**Task details:** Arrange each line of the records below as a JSON list of strings, one string per line. Leave out any blank lines.

(Excerpts from point annotation data)
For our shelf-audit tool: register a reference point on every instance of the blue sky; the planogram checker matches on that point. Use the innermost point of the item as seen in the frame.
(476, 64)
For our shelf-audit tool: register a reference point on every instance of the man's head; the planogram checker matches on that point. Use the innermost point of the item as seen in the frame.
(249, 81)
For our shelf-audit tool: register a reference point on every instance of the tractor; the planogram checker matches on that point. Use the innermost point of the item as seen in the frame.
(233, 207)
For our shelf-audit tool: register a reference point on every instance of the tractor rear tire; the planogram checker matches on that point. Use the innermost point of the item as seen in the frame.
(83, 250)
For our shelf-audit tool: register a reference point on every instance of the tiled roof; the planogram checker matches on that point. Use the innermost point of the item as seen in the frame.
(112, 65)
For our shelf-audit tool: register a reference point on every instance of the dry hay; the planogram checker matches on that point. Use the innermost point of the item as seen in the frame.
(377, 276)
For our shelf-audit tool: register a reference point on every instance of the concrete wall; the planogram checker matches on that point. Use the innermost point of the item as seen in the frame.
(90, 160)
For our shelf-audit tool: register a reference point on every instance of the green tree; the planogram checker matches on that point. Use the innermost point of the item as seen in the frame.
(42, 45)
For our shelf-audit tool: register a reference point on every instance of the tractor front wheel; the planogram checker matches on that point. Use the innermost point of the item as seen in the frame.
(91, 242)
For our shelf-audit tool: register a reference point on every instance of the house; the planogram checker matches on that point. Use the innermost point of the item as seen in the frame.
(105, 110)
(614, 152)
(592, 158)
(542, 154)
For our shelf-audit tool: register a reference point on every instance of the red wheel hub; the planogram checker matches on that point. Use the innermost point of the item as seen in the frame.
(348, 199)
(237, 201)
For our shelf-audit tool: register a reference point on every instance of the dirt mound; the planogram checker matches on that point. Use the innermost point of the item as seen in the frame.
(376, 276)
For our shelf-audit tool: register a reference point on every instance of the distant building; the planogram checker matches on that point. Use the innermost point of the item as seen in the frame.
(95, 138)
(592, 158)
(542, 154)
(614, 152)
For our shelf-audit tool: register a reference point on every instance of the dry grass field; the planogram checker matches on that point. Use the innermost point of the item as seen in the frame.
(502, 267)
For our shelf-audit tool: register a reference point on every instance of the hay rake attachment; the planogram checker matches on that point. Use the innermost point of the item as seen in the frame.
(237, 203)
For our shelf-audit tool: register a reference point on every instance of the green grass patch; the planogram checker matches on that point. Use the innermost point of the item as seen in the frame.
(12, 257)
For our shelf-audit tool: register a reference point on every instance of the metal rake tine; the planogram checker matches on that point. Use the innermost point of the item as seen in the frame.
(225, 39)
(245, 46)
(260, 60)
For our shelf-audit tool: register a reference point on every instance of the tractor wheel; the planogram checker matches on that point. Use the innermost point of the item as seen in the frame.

**Response to this exercise:**
[
  "For our shelf-audit tool: register a reference point on every instance of the blue sky; the planogram checker matches on that point. Use the innermost point of the item as seen in the frame.",
  "(476, 64)",
  "For our shelf-audit tool: register a reference point on every instance of the man's head; the planogram checker matches on that point. Use the innermost point of the item as seen in the frame.",
  "(249, 81)",
  "For our shelf-audit tool: register a reference point on every instance of the tractor; the planogram checker matches on that point. Use the innermost point of the item as seen in the frame.",
  "(233, 207)",
  "For our shelf-audit tool: register a reference point on every instance of the tractor rear tire; the planogram checker matches on that point. Use the innermost point of the item as seen in the frame.",
  "(83, 250)",
  "For our shelf-audit tool: register a reference point on every instance of the tiled roof; the planogram checker matches on that point. Use the innermost point of the item as seen in the frame.",
  "(112, 65)",
  "For our shelf-audit tool: register a reference point on every instance of the dry hay; the planogram checker matches on that point. Use the innermost point of the item as seen in the frame.",
  "(377, 276)",
  "For our shelf-audit tool: register a reference point on every instance of the concrete wall; the planogram checker matches on that point. Use the innermost point of the item as seen in the frame.",
  "(90, 160)",
  "For our shelf-audit tool: register a reference point on every instance of the green tree; the planogram checker matches on that point. Use the innermost point of the item as seen in the frame.",
  "(42, 45)",
  "For our shelf-audit tool: register a reference point on every instance of the tractor front wheel; the planogram checker matches on that point. Use the innermost point of the item as seen in the frame.",
  "(91, 242)",
  "For our shelf-audit tool: register a reference point on every instance of the house; the planogram checker matches on that point. Use the innermost point of the item as seen in the frame.",
  "(105, 110)",
  "(614, 152)",
  "(592, 158)",
  "(542, 154)",
  "For our shelf-audit tool: register a reference point on every instance of the red wheel hub; the planogram checker matches on that point. Use the innermost point of the item as seen in the frame.",
  "(348, 199)",
  "(237, 201)",
  "For our shelf-audit tool: register a reference point on every instance of the dirt mound; the planogram checker matches on that point. Use the innermost point of the item as seen in the frame.",
  "(376, 276)",
  "For our shelf-audit tool: register a reference point on every instance of the distant building; the planogram checker matches on that point. Use the innermost point of the item as seen in the frame.",
  "(95, 138)",
  "(592, 158)",
  "(542, 154)",
  "(614, 152)",
  "For our shelf-audit tool: register a reference point on every instance of the dry grass field; the planogram checker matches on that point. Use the innermost point of the item as seen in the frame.",
  "(502, 267)",
  "For our shelf-audit tool: register a reference point on every instance of the hay rake attachment; the planogram checker matches on that point. Use the innermost point of the item as seen in the frame.",
  "(237, 203)",
  "For our shelf-audit tool: register a reference point on every instance of the green grass patch; the planogram checker matches on that point. Use the innermost point of the item as seen in the frame.",
  "(12, 257)",
  "For our shelf-audit tool: register a reference point on every instance of the metal rake tine; the planogram checker matches on that point. Use the innermost point of the item as seen in the frame.",
  "(225, 39)",
  "(245, 46)",
  "(260, 60)",
  "For our shelf-audit tool: register a reference point on every instance of the tractor wheel; the planogram checker matches on that point. Use the innermost point of the item as seen in the frame."
]